> **Passage**:
++++
The Devil Asks: What do you wish for?

The Devil offers to grant you a single wish, and in exchange you forfeit your eternal soul (standard fare for a deal with the Devil). Of course, the boon granted always comes with a catch.

In this thread game, your posts should consist of two parts:

  • A cruel, Monkey’s Paw-esque twist to the above wish
  • One wish of your own

We’ll start the game with the wish made by Johnny Blaze in the opening to Ghost Rider (2007):

I wish my father would recover from his cancer.

And here’s a response based on the opening of that same movie, plus a simple wish for money:

Your father recovers from his cancer, only to die in an accident.
I wish for a million dollars.

~Max

I wish for a million dollars.

Due to inflation, a Big Mac is $795,000.99.

I wish I could drop 75 lbs.

I wish I could drop 75 lbs.

You lose two legs and an arm in an explosion.

I wish I was beautiful.

You get free plastic surgery that renders you absolutely lovely, but due to an infection, you suffer neurological damage that badly slurs your speech.

I wish that sharks gain the ability to fly, breathe air, and reproduce quickly.

Alternate wish:

The ability to cure disease.

I wish that sharks gain the ability to fly, breathe air, and reproduce quickly.
They get into politics, too.

I wish that evil never existed

Nothing good can exist without evil to contrast with. Everything in the universe that requires any sort of moral judgement to decide if it’s good or evil ceases to

Oh wait, did I just negate everybody’s existence including the devil’s and my own? Oops.

I wish I existed again.

You exist again. You’re the only thing that does and you got nothing and nobody to interact with.

I wish to be God.

Congratulations! You are Harold P. God. You live in Cedar Rapids, are divorced (twice) and have three children you know of, and have to pay alimony and support for all of them. And you’ve just been fired. And your car won’t start.

I wish for scientists to find an affordable cure for epilepsy.

The cure causes leprosy as a side effect.

I wish for the Devil’s soul.

The Devil says “I was going to only give you the normal eternity of torture. But now you’ve made it personal.”

I wish for an end to world hunger.

You got it! And I hereby remove all food supply from your planet. Hope you enjoyed that last steak!

I wish for the New York Yankees to win the next 20 World Series.

Mwahaha! They were going to win anyway.

I wish for it to be mathematically possible to divide by zero.

Mathematics is revised so this is possible. But as a result, all more advanced mathematical operations no longer work.

I wish to win the lottery.

You win $750 million in the lottery and your loved ones are abducted and held for ransom, for - guess how much.

I wish my first career choice had worked out.

Your first career choice worked out, but the market for that career totally dried up. Eternal unemployment.

I wish I had met my one true love at an early age.

Your one true love turns out to be the gender you are not attracted to, and as deeply, passionately you two are in love with each other, the inability to resolve the physical barrier in your relationship remains an unending source of torment and jealousy.

I wish I could get people to like me.

You are given a button to press. Whenever you press it in the presence of someone they will like you. Once they leave your presence, though, they will loathe you and wish you dead. Until you push the button again, and so on, and so on. Nobody likes you always.

I wish for an end to wishing.

A horde of angry Dopers show up at your house and pummel you to death for trying to end the game.

I wish I could fly.

You are given the ability to fly, but not the ability to stop.

I wish I could write the Great American Novel.

When I was a kid I had a recurring dream like that. I kept flying higher and higher, and could never come down.

You write the Great American novel, but it gets printed in a language that nobody can read.

I wish I could have perfect health without dieting or exercising.
++++
> **Data extracts**:
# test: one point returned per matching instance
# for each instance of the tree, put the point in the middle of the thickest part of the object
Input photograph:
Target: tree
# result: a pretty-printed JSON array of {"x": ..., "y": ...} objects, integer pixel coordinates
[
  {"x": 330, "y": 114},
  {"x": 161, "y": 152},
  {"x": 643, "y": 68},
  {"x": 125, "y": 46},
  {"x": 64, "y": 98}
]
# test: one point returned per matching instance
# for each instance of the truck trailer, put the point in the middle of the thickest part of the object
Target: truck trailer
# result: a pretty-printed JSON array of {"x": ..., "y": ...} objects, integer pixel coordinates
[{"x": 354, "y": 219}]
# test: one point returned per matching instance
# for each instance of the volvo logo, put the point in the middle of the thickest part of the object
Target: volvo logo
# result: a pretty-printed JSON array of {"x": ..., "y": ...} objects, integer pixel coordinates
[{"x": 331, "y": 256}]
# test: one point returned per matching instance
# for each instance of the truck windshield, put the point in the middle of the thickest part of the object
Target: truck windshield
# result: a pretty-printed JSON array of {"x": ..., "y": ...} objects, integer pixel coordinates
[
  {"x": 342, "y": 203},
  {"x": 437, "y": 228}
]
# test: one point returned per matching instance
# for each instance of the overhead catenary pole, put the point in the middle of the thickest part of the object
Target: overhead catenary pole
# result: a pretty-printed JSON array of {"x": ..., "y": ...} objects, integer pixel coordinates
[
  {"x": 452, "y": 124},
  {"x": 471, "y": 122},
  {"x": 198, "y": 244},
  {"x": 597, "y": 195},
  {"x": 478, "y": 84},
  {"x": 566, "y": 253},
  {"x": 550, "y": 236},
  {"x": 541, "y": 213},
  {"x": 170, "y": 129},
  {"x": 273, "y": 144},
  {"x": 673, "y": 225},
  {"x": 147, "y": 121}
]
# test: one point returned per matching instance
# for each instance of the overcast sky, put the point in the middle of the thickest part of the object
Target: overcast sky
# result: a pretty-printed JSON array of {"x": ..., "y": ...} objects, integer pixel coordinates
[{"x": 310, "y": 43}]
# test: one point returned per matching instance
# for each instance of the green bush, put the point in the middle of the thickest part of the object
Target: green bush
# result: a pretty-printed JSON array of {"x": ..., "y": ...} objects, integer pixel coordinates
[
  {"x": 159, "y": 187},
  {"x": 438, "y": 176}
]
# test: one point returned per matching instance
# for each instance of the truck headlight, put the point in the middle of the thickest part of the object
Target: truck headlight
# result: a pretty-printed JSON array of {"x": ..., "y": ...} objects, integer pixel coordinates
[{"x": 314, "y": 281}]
++++
> **Exercise instructions**: Write out the passage of the Devil wish-game thread from "I wish I existed" up to and including "a side effect.", word for word.

> **Result for this task**:
I wish I existed again.

You exist again. You’re the only thing that does and you got nothing and nobody to interact with.

I wish to be God.

Congratulations! You are Harold P. God. You live in Cedar Rapids, are divorced (twice) and have three children you know of, and have to pay alimony and support for all of them. And you’ve just been fired. And your car won’t start.

I wish for scientists to find an affordable cure for epilepsy.

The cure causes leprosy as a side effect.